In the entries below, count every line that has the string "positive", and answer with that count alone.

····················

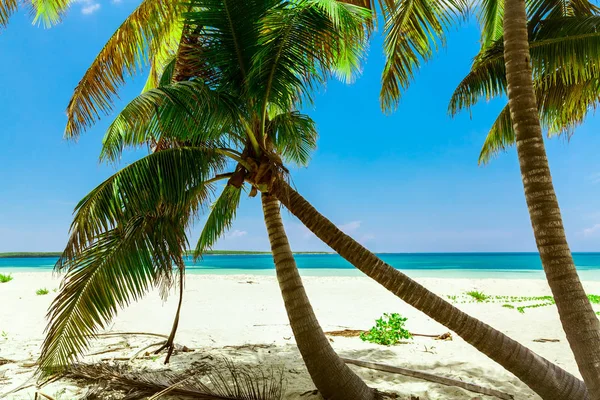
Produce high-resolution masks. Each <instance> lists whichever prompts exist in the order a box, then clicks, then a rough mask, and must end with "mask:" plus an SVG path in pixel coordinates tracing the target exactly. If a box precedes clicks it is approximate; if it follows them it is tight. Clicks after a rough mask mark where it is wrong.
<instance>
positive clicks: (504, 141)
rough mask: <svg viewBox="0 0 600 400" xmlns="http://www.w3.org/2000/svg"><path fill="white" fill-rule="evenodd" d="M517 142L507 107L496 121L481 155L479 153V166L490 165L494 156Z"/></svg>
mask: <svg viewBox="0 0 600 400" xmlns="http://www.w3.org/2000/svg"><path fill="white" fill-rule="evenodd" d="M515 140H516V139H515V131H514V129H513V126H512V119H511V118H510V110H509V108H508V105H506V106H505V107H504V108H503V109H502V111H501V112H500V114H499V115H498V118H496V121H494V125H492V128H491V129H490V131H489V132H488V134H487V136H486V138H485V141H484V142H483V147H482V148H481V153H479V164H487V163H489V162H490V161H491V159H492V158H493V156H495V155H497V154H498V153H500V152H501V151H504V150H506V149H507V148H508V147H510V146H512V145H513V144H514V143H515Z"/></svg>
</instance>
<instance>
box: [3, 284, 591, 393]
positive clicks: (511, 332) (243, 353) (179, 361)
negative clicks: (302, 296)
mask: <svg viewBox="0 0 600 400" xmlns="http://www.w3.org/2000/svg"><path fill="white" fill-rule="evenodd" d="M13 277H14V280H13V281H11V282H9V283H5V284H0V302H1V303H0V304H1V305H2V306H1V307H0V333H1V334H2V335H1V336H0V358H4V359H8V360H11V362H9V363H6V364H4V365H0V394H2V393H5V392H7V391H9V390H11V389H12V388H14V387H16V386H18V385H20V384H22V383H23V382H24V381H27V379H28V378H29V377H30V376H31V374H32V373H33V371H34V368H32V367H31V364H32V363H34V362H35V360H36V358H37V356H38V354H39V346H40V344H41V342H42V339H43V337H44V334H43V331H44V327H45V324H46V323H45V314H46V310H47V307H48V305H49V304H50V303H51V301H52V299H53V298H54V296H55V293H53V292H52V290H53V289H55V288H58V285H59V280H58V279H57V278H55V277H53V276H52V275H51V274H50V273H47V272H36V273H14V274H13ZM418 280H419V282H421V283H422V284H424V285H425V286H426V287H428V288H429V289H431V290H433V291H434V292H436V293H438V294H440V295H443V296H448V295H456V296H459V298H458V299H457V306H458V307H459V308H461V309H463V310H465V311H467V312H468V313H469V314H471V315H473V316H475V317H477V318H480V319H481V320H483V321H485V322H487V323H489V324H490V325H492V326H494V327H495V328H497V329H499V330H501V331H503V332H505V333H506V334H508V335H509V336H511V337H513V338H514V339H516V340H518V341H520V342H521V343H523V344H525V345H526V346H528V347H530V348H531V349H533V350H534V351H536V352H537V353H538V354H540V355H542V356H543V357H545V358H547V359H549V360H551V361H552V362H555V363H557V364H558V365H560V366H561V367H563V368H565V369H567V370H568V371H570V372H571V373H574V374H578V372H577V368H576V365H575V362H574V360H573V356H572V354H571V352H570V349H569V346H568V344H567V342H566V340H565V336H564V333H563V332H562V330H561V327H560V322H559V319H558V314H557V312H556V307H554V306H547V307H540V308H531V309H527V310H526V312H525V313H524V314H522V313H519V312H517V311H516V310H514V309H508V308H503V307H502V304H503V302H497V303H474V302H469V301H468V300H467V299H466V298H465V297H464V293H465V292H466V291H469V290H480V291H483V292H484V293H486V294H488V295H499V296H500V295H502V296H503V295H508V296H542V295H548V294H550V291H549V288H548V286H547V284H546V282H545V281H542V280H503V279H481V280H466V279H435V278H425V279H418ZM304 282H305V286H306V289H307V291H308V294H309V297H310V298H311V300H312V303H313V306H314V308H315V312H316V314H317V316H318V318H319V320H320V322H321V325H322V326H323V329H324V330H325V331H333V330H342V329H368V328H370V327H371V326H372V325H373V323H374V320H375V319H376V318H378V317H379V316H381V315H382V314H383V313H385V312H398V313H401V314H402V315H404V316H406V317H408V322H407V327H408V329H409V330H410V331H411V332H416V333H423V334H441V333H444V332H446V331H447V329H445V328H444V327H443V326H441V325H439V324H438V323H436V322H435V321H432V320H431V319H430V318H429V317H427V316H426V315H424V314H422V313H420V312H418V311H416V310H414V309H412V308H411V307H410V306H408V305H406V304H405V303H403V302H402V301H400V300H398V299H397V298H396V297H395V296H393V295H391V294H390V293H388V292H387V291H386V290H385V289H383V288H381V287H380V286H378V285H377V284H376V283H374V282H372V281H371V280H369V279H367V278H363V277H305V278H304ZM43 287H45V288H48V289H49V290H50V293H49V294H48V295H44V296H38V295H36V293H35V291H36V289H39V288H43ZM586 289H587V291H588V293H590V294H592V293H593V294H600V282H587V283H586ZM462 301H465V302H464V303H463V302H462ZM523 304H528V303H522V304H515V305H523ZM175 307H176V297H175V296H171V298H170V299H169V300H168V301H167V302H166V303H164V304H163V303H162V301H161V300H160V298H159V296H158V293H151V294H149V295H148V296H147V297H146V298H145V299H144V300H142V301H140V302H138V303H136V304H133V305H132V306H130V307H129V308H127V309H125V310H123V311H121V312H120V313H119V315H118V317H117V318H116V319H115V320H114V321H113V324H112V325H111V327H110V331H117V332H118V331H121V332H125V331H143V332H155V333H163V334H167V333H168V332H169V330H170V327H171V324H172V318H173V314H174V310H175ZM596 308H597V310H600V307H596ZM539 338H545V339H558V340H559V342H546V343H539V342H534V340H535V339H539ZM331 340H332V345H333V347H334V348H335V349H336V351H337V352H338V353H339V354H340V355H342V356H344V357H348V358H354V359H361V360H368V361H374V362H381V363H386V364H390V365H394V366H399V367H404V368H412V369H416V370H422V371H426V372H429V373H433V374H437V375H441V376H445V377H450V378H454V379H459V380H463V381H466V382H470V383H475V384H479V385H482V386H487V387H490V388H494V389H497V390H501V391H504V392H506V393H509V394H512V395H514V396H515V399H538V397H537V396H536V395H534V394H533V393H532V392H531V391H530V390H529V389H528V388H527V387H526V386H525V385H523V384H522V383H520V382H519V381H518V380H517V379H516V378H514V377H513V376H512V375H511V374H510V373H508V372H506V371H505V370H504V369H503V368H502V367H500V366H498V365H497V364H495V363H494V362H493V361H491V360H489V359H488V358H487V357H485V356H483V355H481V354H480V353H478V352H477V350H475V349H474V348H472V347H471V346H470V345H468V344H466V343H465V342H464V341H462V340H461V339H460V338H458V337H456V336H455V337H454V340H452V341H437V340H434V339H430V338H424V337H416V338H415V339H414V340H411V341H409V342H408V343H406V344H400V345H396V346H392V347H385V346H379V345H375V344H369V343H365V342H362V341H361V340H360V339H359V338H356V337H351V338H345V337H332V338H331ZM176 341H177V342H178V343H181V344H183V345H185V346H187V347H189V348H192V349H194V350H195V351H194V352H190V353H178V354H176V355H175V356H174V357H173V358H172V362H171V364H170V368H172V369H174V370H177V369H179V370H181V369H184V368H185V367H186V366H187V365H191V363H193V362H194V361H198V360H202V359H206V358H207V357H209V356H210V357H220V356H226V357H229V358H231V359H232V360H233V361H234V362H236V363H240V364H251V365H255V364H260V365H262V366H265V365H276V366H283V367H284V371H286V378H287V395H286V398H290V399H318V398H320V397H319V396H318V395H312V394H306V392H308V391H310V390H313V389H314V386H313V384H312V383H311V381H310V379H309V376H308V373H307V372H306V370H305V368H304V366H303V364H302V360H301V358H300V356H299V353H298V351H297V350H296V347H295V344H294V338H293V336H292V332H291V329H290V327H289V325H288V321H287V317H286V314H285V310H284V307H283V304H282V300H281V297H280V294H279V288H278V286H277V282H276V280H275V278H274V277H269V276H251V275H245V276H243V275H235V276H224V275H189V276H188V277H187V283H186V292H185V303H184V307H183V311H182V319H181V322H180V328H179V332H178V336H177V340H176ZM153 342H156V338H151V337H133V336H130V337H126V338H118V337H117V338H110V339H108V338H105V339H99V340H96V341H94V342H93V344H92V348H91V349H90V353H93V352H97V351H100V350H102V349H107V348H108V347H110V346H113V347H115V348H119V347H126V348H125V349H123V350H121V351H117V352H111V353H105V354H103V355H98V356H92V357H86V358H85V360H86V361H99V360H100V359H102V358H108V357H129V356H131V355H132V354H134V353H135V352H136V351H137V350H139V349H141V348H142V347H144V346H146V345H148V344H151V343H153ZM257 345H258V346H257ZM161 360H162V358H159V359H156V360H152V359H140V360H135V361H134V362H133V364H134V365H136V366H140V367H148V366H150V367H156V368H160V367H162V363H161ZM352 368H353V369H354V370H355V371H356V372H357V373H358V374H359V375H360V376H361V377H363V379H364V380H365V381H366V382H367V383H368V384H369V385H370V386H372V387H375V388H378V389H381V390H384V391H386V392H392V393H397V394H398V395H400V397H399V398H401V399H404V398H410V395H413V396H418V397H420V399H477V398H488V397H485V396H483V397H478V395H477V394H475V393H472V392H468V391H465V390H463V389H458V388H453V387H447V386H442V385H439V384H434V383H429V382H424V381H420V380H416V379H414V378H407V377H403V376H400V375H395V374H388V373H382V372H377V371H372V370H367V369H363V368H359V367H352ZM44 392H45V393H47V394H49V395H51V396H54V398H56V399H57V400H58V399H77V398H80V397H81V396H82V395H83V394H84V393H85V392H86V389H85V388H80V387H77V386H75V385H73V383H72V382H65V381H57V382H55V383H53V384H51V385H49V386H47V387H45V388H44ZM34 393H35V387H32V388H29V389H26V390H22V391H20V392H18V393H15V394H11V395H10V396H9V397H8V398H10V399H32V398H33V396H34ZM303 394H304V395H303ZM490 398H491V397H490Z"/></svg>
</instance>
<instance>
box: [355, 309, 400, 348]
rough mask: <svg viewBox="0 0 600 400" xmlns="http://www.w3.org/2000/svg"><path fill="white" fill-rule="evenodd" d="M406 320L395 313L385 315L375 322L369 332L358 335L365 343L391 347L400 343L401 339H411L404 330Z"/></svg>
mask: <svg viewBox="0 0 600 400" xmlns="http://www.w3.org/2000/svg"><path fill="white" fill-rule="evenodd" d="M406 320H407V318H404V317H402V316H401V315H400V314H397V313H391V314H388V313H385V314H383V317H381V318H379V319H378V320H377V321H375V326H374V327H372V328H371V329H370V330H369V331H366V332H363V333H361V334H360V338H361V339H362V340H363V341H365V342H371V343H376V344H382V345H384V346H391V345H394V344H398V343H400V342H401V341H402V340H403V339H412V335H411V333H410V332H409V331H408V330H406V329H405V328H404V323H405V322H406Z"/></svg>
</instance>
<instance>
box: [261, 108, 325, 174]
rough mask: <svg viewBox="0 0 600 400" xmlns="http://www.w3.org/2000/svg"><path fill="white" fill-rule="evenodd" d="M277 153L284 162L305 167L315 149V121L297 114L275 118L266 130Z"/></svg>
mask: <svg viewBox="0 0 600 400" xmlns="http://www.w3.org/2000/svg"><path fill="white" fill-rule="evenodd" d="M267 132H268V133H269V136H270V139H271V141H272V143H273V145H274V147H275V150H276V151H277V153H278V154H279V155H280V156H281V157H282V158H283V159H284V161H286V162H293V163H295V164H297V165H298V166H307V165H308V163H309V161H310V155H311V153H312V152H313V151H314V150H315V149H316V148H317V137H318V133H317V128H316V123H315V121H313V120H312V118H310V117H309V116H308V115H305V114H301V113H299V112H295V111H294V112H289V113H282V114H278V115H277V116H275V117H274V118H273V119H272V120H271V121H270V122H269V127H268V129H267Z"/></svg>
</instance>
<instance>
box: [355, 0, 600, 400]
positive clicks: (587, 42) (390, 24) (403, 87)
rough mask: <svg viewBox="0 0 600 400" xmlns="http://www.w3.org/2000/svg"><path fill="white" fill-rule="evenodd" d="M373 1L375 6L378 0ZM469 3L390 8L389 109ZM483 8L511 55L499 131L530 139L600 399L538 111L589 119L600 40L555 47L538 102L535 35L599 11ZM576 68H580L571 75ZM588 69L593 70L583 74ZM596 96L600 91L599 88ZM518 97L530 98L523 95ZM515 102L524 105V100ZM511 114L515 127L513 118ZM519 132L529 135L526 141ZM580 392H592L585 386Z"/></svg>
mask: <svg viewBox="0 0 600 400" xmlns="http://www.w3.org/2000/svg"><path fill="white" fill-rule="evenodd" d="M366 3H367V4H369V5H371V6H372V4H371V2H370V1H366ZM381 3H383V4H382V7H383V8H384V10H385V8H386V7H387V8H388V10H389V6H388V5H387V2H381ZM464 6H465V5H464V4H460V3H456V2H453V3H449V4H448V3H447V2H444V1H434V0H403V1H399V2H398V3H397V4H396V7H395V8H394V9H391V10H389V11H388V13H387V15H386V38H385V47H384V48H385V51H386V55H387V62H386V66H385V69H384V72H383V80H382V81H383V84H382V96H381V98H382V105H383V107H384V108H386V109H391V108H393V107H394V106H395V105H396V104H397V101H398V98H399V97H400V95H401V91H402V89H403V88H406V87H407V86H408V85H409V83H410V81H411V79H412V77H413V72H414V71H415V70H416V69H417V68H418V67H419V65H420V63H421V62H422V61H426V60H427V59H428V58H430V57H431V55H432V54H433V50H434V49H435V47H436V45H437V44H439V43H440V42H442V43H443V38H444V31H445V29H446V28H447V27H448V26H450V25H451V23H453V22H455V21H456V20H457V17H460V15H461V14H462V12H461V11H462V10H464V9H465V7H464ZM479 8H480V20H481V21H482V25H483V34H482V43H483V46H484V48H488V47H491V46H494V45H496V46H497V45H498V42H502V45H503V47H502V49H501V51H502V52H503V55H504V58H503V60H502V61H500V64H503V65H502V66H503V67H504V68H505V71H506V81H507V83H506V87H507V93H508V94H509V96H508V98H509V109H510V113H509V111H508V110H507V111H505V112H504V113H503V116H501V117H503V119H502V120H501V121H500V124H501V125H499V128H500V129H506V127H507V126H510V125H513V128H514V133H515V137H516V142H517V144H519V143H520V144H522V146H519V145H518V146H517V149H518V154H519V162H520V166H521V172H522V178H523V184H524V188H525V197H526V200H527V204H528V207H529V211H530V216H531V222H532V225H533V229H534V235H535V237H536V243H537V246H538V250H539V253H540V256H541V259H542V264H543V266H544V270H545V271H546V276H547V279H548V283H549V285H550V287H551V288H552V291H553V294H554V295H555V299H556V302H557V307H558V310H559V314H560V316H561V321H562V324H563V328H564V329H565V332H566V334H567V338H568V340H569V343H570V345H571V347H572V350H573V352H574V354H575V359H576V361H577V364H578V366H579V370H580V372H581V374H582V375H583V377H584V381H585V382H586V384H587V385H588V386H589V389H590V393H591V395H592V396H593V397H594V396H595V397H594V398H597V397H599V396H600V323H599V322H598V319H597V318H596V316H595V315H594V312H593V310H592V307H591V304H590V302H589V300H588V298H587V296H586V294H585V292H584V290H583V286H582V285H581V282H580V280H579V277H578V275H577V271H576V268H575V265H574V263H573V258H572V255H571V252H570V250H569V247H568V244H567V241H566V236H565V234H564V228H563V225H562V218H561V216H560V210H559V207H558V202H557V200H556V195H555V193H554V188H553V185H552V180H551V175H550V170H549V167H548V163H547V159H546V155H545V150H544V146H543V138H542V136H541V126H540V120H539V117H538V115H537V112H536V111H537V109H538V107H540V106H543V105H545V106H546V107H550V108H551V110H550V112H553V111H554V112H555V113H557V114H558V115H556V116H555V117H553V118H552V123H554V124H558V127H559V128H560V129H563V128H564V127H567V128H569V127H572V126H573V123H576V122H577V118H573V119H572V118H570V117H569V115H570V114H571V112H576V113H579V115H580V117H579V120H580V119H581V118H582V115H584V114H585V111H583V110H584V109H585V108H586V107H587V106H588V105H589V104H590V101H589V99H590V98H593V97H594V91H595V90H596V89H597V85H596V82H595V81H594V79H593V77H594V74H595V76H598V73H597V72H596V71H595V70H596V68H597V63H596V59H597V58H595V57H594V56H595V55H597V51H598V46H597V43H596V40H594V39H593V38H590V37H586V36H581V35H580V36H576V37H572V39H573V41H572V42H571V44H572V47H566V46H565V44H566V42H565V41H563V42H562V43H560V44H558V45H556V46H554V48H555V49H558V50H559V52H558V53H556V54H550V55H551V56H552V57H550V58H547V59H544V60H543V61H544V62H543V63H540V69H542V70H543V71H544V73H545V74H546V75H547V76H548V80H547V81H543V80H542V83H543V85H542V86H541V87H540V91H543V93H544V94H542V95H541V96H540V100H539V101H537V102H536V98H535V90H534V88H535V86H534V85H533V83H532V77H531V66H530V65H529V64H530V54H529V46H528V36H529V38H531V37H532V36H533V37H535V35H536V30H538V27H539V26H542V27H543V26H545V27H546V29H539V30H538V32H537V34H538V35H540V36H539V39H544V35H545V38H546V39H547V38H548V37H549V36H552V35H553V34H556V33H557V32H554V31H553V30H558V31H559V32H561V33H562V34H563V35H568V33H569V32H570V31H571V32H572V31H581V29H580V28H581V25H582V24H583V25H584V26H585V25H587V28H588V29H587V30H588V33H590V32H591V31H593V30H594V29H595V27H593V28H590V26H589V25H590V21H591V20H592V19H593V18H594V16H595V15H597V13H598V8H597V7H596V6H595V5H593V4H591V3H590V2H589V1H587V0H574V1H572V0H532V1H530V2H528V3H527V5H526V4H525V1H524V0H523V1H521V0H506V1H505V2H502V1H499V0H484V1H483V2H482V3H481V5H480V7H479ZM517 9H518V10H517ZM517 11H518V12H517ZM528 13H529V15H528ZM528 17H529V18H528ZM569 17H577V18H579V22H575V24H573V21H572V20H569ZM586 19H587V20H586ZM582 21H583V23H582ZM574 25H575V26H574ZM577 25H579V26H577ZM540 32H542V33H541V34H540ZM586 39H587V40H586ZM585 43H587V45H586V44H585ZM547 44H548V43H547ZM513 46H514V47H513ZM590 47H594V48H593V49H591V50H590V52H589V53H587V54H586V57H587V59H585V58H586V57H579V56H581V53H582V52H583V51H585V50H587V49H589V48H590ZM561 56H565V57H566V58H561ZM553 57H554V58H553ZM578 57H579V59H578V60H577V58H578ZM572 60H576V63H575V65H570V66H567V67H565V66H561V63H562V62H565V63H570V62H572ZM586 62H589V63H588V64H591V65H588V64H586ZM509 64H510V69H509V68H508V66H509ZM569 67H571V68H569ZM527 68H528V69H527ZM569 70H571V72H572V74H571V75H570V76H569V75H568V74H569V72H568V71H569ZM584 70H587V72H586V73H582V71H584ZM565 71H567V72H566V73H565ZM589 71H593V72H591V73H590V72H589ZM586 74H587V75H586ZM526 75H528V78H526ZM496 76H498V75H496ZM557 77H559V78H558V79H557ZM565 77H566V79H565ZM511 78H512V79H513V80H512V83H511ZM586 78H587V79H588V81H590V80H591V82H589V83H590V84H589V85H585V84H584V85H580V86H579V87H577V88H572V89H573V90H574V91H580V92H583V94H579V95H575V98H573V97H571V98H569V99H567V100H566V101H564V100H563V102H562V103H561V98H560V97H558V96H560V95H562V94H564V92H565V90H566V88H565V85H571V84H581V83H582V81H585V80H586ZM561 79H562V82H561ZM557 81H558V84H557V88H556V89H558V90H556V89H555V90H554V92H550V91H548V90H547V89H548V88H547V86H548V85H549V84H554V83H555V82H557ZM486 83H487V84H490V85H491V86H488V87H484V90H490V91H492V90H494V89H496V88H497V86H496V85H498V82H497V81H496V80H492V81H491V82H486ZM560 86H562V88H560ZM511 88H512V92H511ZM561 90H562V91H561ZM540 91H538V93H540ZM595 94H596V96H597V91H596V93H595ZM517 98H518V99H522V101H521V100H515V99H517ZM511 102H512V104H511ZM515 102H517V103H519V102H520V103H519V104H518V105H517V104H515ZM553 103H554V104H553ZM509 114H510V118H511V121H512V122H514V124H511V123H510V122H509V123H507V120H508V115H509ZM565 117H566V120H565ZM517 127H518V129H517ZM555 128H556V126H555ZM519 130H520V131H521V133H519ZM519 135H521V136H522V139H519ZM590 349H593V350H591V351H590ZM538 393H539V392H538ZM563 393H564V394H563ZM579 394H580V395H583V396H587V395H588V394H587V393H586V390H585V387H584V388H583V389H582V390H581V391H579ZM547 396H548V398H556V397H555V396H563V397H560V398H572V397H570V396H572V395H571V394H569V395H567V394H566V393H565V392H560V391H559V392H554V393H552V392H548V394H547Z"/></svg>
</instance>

····················

◆ SOLUTION ◆
3